**Page:**
<<<<
How the World's Biggest Plane Will Help Launch Humans Into Space

by Matthew Field, The Telegraph, August 21, 2018

Stratolaunch Systems, the company owned by billionaire Microsoft co-founder Paul Allen, has revealed new details about its plan to build and fly the world's largest plane which he claims will one day be used to send humans into space. 

Named the Stratolaunch, the aircraft has a wingspan of 384ft, making it longer than a football field and more than twice the width of a Boeing 747 jetliner. It is equipped with 28 wheels, two fuselages and six Pratt & Whitney engines.

The aircraft has been in development since 2011 and earlier this year completed its first high-speed taxi test. It is due to complete its first test flight by the end of this year, according to Allen. 

The ultimate goal is for the aircraft to act as a flying launchpad for satellite-carrying rockets and manned spaceplanes - a system that could dramatically drive down the cost of space travel.

The company has revealed it is working on a family of rocket-powered launch vehicles and is in the early stages of creating a reusable spacecraft.
>>>>
**Data excerpt:**
<<<<
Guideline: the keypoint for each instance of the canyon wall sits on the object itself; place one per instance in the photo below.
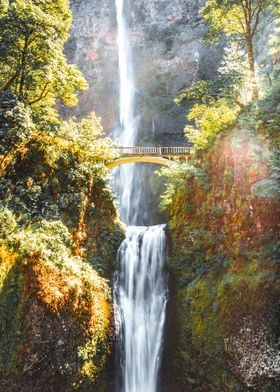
(168, 55)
>>>>
**To be done:**
1) Give again, word for word, the part of the Stratolaunch article from "by Matthew Field, The" up to and including "humans into space.".
2) Check each statement against the Stratolaunch article. Answer yes or no, and quote the words that decide it. (a) The aircraft's wingspan is 384ft. (b) The aircraft has four engines. (c) The aircraft has been in development since 2015.
3) According to the Stratolaunch article, how many wheels does the aircraft have?

**Task-by-task solutions:**
1)
by Matthew Field, The Telegraph, August 21, 2018

Stratolaunch Systems, the company owned by billionaire Microsoft co-founder Paul Allen, has revealed new details about its plan to build and fly the world's largest plane which he claims will one day be used to send humans into space.

2)
(a) Yes: "the aircraft has a wingspan of 384ft"
(b) No: "six Pratt & Whitney engines"
(c) No: "The aircraft has been in development since 2011"

3) 28 wheels.